Problems to solve -
**1.** According to the biography of Otto Schück, in whose laboratory did he carry out his 1965–1966 research fellowship at the University of Manchester?
**2.** Write the next passage of the biography of Otto Schück, continuing its Career section after the last sentence shown.

+++ Excerpt +++

- Born: 26 August 1926 Prague, Czechoslovakia
- Died: 21 October 2025 (aged 99)
- Education: Charles University
- Scientific career
- Fields: Nephrology, internal medicine
- Workplaces: Charles University University of Manchester IKEM

= Otto Schück =

Czech medical doctor (1926–2025)

Otto Schück (26 August 1926 – 21 October 2025) was a Czech medical doctor and professor of internal medicine. His research and teaching helped define nephrology in Czechoslovakia and the Czech Republic. He was among the founders of the Czech Society of Nephrology, served as its president, authored widely used textbooks, and remained a long-active consultant and teacher.

== Life and education ==
Schück was born in Prague on 26 August 1926. He graduated from the Medical Faculty of Charles University in Prague in 1950 and received a PhD at the same school in 1956. He was appointed associate professor in 1965 and full professor in 1988 at Charles University. In 1965 to 1966, he undertook a research fellowship at the University of Manchester in the laboratory of S. W. Stanbury, work that seeded later studies in mineral metabolism.

Schück died on 21 October 2025, at the age of 99.

== Career ==
After graduation, Schück briefly served in Plzeň at the department of the internist Karel Bobek before moving in 1950 to the 1st Department of Medicine at the General University Hospital in Prague, where he remained until 1961. In that period, he produced early studies that mathematically formulated plasma clearance and the calculation of area under the plasma concentration curve after administration of a substance, concepts that later became foundational in drug pharmacokinetics. He also investigated resorptive properties of the urinary bladder and the intrarenal distribution of labeled substances using autoradiographic methods.

+++ Record extracts +++

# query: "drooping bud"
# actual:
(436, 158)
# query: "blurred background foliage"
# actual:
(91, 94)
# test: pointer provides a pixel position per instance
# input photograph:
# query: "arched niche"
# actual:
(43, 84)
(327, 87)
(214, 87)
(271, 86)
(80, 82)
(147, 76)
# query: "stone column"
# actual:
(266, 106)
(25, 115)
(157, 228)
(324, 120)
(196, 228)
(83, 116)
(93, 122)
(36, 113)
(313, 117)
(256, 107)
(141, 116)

+++
+++ Record extracts +++

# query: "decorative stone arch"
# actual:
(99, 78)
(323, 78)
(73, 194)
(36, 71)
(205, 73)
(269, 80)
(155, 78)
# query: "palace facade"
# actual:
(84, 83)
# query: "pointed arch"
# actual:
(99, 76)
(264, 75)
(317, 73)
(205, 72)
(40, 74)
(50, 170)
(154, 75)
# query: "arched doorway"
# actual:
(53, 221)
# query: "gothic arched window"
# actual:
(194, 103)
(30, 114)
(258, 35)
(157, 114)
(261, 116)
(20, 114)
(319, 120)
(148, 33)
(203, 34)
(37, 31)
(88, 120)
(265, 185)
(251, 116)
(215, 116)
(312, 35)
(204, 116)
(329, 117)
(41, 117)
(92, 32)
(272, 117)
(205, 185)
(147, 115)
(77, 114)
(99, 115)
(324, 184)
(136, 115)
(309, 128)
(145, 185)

+++

Exercise results -
**1.** S. W. Stanbury

**2.**
In 1961, he joined newly established research institutes in Krč district of Prague that evolved into the Research Institute of Experimental Therapy, moved in 1970 to the 3rd Internal Research Base of the Institute for Clinical and Experimental Medicine, and from 1980 worked in IKEM's Nephrology Department, where he also served as head. During the mid-1960s he developed work in calcium metabolism that identified a pronounced calciuric effect of Furosemide compared with other diuretics, and his group continued with studies on renal sodium excretion, concentrating ability, uric acid handling, and the function of residual nephrons. He advanced functional testing in nephrology culminating in the monograph Examination of Kidney Function, which appeared in Czech and later in English and Russian. He co-authored further textbooks including Nephrology for the General Practitioner and Clinical Nephrology that were used broadly by clinicians.

From the 1980s to 1995, he led the Subdepartment of Nephrology at the Institute of Postgraduate Education in Prague, while also heading the 3rd Internal Research Base at IKEM and subsequently the Nephrology Clinic. Within the professional community, he helped found the Czechoslovak and later Czech Society of Nephrology and served as its president from 1990 to 1996. He received the Jan Evangelista Purkyně Award in 1996, the Bruno Watschinger Award and prizes of the Czech nephrology and internal medicine societies. In later years, he continued to teach and consult at the Internal Medicine service of the Second Faculty of Medicine and Motol University Hospital.